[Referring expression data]
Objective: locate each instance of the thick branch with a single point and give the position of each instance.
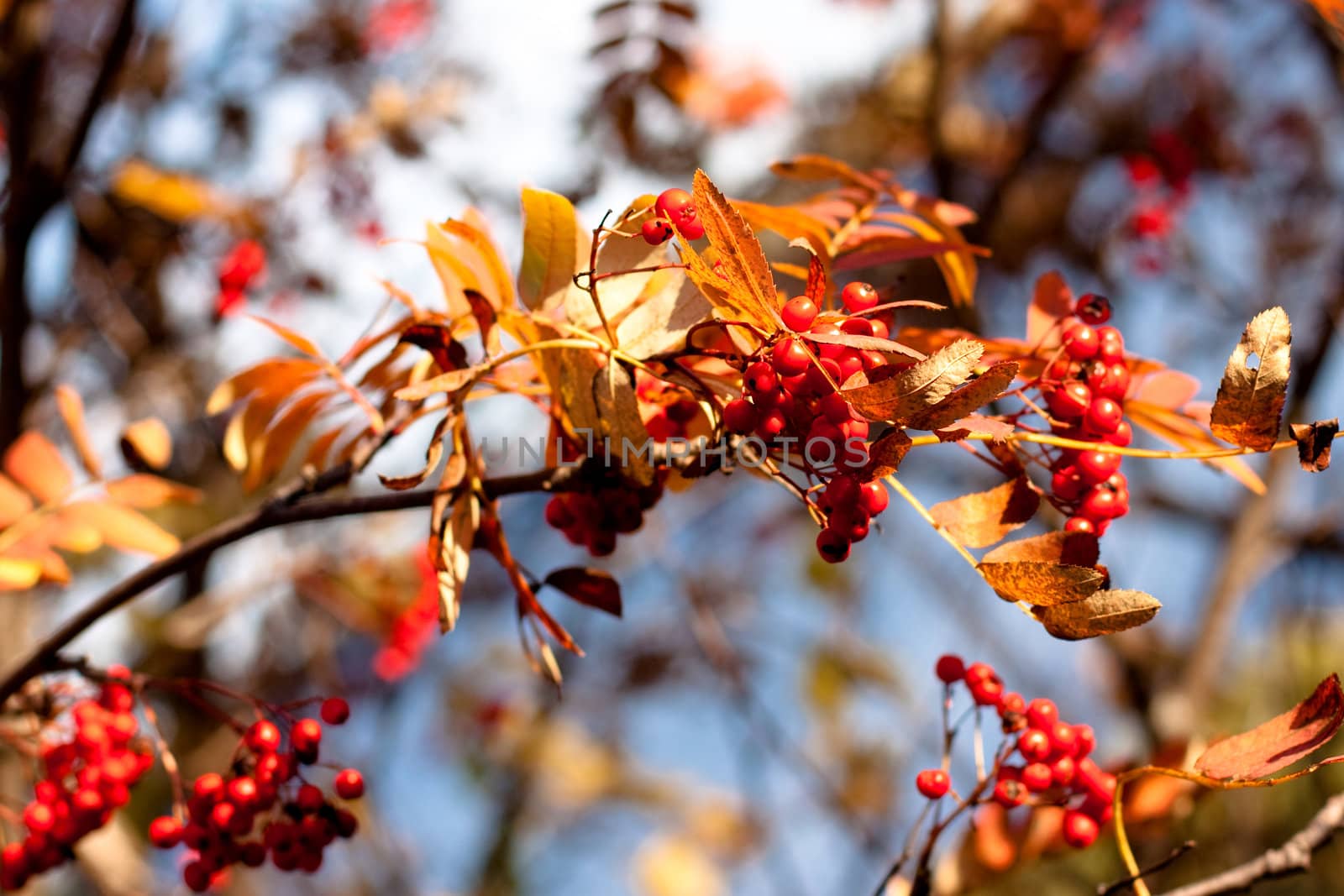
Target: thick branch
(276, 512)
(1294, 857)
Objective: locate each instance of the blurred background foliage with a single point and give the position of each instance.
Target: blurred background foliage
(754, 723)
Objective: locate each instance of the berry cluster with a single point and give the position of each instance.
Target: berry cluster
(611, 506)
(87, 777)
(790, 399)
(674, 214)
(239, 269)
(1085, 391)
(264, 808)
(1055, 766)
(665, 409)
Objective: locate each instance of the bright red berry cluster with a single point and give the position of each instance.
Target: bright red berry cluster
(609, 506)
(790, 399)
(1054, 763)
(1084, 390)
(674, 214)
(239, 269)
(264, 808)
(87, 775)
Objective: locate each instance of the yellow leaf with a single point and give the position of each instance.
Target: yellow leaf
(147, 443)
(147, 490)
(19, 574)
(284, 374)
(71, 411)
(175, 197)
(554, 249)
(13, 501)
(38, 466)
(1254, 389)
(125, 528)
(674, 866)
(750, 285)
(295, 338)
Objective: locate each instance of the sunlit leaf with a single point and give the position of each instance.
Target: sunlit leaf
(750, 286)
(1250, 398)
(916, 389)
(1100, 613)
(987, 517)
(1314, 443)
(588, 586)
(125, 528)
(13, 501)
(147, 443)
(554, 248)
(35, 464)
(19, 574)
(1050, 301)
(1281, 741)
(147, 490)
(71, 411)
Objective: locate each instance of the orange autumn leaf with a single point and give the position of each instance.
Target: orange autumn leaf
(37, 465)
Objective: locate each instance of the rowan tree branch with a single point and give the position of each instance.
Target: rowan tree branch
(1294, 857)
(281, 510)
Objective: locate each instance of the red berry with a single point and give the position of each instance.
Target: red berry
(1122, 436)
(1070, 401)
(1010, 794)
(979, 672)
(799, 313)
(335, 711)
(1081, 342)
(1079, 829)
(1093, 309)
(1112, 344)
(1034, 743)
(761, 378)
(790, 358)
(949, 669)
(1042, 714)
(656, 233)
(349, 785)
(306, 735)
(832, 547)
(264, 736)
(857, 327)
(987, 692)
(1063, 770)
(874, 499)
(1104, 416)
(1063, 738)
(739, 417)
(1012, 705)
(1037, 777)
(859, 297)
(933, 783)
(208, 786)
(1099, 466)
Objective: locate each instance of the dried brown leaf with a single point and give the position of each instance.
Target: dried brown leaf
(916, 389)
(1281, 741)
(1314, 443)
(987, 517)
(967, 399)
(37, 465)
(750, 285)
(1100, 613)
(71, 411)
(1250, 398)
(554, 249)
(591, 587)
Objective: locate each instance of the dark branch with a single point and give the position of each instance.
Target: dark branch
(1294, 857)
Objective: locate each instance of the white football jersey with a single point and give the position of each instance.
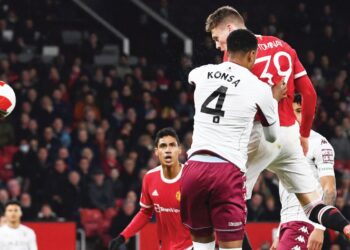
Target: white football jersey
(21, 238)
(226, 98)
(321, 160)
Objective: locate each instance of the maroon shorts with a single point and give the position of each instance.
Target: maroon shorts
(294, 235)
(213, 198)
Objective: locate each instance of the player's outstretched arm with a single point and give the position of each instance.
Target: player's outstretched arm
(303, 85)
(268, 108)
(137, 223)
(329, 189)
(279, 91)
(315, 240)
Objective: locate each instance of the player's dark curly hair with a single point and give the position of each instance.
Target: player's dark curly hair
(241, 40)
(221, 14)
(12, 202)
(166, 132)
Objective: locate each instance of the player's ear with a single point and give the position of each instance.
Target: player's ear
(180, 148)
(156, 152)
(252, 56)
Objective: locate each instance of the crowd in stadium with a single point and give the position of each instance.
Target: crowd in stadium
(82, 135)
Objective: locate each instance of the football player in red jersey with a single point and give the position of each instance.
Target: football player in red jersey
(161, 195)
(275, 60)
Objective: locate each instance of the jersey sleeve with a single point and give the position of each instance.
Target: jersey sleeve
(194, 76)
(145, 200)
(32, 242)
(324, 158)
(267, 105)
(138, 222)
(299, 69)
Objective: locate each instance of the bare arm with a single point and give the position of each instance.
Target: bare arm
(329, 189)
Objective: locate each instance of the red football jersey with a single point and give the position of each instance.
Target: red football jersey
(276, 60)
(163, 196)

WHAT TO PRODUCE: The answer must be the lines from the first one in the records through the line containing "Objective: locate each instance of the yellow", copied exactly, with no pictures.

ANSWER TO THE PROBLEM:
Objective: locate each instance of the thick branch with a single point and give the position of each instance.
Target: thick branch
(276, 512)
(1294, 857)
Objective: locate each instance of the blurred background foliage with a single point and give the position of each instance.
Target: blurred background foliage
(754, 723)
Objective: locate each instance of the berry cluster with a single point and give the position of each instance.
Target: berry cluster
(611, 506)
(87, 777)
(790, 399)
(674, 214)
(239, 269)
(1085, 391)
(264, 808)
(1055, 766)
(665, 409)
Objective: locate each instance of the bright red berry cluster with a single point and give the position of each instance.
Target: bright red berry cluster
(609, 506)
(790, 399)
(1054, 763)
(1084, 390)
(674, 214)
(239, 269)
(264, 808)
(87, 775)
Objective: locate each instance of the yellow leaf with a single point and give the position of each instance.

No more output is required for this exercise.